**Task details**
The material below holds pictures; leave them out and reproduce exactly the lines from the one with "Target: person sitting in train" through the one with "column 444, row 91", inclusive.

**Material shown**
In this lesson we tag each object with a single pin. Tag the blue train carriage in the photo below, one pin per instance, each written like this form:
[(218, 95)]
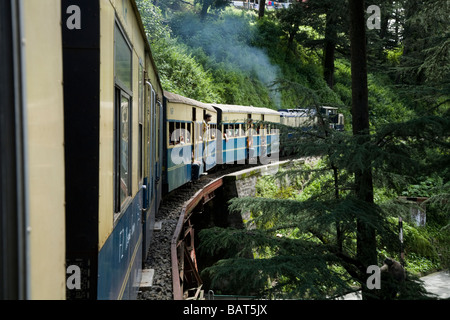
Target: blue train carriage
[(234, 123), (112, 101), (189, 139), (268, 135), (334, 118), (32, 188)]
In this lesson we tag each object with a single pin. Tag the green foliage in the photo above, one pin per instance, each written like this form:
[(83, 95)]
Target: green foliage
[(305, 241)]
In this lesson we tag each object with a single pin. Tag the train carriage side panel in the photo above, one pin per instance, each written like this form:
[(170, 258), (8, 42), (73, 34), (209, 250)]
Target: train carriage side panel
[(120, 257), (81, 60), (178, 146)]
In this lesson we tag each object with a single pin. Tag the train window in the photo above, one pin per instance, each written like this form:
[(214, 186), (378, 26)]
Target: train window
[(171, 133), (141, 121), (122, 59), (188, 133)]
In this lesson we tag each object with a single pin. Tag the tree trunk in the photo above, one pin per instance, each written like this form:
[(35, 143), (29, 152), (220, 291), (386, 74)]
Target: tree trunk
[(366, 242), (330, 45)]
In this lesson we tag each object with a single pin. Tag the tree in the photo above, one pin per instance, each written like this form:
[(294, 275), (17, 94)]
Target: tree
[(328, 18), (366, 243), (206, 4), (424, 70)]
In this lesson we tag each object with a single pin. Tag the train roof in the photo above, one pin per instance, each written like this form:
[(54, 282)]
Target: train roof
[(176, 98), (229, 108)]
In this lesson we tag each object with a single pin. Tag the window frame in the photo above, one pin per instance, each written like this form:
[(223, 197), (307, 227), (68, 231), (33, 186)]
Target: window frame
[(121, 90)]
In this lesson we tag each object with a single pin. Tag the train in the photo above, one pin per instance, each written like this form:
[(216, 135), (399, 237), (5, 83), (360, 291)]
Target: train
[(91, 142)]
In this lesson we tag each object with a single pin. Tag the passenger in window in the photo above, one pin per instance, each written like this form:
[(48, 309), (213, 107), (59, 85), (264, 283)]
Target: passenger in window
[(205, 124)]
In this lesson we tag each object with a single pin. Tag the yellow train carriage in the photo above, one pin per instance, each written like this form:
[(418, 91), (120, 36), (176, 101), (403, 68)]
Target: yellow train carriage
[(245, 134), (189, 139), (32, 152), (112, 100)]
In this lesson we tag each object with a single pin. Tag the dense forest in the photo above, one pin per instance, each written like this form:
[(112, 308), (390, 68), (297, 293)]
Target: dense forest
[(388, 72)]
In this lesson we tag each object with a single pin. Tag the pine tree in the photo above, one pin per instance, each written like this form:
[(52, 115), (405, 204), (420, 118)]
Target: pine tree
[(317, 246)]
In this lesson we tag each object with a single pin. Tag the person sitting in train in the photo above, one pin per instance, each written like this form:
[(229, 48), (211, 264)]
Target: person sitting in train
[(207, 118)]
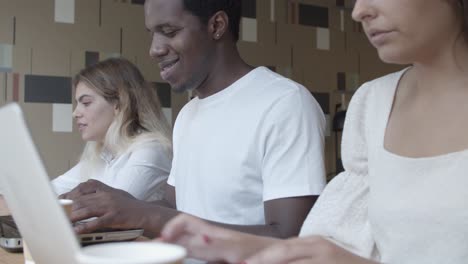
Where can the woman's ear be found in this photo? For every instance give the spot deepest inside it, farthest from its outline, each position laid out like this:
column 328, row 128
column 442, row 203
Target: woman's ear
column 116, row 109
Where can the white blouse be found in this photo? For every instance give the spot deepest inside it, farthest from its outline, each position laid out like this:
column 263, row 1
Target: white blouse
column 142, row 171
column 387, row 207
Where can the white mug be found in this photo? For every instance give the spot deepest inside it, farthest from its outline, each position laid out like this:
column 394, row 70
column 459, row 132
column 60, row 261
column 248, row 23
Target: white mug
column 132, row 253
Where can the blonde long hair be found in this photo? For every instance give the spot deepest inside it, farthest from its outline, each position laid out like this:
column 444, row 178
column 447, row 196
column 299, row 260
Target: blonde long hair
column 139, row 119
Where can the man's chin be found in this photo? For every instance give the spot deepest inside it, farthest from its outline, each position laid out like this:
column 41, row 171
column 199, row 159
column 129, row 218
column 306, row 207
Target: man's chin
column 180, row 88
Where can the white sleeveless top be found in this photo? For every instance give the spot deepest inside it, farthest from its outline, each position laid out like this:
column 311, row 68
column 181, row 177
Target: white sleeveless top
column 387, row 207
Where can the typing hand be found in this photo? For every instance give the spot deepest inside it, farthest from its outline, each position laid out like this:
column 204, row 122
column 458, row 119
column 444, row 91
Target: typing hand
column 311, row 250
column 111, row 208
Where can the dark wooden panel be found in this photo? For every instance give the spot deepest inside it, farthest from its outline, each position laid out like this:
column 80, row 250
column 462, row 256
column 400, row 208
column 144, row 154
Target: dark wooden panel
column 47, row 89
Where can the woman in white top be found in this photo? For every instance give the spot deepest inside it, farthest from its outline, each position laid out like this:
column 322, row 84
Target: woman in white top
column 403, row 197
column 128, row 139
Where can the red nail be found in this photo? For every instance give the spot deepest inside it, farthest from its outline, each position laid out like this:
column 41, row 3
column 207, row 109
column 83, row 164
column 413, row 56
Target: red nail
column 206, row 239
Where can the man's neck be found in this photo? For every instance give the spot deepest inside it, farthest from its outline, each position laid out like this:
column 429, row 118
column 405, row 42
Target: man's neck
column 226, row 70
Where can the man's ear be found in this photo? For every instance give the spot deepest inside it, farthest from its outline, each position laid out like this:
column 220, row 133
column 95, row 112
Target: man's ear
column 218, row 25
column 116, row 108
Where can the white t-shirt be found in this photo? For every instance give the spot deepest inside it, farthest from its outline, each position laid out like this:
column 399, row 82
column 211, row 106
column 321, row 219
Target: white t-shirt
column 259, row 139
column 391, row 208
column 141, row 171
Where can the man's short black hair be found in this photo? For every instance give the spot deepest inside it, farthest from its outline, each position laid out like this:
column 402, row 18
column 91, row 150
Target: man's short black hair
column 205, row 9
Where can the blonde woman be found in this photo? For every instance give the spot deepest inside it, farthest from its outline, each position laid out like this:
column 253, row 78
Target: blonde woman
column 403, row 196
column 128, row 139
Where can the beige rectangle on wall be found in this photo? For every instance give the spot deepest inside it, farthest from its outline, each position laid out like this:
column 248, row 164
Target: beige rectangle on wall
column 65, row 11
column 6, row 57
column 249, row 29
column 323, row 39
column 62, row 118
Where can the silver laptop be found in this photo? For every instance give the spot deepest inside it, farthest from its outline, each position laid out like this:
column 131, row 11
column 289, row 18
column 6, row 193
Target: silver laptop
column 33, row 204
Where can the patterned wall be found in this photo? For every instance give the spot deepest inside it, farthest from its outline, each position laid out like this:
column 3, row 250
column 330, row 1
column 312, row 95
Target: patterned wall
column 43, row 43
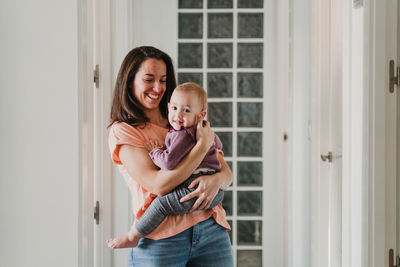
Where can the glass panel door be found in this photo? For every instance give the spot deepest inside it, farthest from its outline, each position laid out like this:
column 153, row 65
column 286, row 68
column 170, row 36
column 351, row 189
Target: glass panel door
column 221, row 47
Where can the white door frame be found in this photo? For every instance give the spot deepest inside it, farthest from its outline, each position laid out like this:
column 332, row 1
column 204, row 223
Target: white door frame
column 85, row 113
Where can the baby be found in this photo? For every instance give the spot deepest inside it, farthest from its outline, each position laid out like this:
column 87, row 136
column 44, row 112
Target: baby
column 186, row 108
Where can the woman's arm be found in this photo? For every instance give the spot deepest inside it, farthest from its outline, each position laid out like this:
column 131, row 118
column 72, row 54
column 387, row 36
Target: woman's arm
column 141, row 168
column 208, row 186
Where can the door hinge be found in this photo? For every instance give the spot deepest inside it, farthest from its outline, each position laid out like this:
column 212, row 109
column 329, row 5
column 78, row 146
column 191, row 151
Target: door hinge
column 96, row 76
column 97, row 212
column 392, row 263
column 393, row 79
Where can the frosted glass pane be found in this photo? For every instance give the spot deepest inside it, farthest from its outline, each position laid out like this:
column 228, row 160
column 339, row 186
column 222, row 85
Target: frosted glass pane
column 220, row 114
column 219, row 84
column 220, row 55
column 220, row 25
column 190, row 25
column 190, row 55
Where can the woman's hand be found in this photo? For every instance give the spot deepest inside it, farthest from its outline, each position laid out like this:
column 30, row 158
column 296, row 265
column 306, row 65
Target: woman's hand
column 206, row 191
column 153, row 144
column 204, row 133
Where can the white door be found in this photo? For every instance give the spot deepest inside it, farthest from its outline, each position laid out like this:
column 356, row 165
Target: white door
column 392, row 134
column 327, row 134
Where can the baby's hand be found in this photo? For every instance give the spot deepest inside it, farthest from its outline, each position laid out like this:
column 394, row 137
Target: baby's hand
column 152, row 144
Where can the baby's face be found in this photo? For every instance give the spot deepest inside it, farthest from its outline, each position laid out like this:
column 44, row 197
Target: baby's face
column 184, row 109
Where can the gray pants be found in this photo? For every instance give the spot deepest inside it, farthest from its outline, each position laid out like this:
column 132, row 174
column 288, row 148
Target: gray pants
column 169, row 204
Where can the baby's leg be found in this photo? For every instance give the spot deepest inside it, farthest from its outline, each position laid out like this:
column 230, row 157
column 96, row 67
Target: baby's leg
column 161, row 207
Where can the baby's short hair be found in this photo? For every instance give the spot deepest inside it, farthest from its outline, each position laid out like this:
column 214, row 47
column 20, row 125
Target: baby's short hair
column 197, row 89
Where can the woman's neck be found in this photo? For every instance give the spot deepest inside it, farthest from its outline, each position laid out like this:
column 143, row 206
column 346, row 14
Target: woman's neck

**The completed task**
Target: person sitting in train
[(207, 118)]
Where can the woman's ear be found in this photo? For every instance give the spot deepest inside it, farthest from its outline, each position laid out like this:
column 328, row 128
column 442, row 203
Target: woman's ear
column 116, row 109
Where can the white blouse be found in this photo? For every instance give the spot deepest inside it, farthest from its outline, each position laid out like this:
column 263, row 1
Target: white blouse
column 142, row 171
column 387, row 207
Where can the white mug be found in this photo? For every instance give the spot deepest inside it, farthest from its outline, each position laid out like this:
column 394, row 70
column 459, row 132
column 60, row 261
column 248, row 23
Target: white mug
column 132, row 253
Where can the blonde long hair be found in this photo? For every instance give the spot deepest inside it, farthest from its outline, each position laid out like this:
column 444, row 178
column 447, row 196
column 299, row 260
Target: blonde long hair
column 139, row 119
Where can the man's chin be found in this photo? For every instance give the spot deepest inside it, farthest from its outline, each position laid out like this:
column 41, row 171
column 199, row 159
column 129, row 218
column 306, row 207
Target: man's chin
column 180, row 88
Where can the white sleeveless top be found in this photo? For every instance give the spot deepest inside it, farthest from its outline, each position laid out like this:
column 311, row 68
column 181, row 177
Target: white sleeveless top
column 387, row 207
Where can the typing hand be found in this photo? For every instance give the spot deepest inside it, farthest from its outline, each position laid out like this:
column 204, row 122
column 458, row 119
column 444, row 91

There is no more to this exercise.